* **Exercise instructions**
Your answer should consist of each line below that includes the word "lettering".

* **Exercise input**
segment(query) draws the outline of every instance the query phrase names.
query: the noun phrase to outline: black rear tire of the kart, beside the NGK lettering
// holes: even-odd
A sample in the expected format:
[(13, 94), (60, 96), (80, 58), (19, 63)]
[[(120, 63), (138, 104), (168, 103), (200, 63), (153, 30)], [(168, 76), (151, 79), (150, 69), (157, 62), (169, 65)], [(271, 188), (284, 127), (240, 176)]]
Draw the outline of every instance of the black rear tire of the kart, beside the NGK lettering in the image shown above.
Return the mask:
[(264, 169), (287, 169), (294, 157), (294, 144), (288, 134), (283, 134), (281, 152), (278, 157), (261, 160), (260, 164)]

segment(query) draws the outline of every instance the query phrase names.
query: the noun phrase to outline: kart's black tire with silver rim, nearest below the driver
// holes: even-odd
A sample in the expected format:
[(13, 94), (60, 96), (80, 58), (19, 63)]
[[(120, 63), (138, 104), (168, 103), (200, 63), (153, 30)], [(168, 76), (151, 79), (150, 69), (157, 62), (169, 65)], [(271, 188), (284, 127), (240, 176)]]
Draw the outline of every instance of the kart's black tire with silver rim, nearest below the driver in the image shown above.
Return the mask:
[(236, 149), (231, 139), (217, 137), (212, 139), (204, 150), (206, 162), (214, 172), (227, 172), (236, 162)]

* **Your solution**
query: the noun phrase to outline: black rear tire of the kart, beside the NGK lettering
Draw the outline of every instance of the black rear tire of the kart, beside the NGK lettering in the image shown above.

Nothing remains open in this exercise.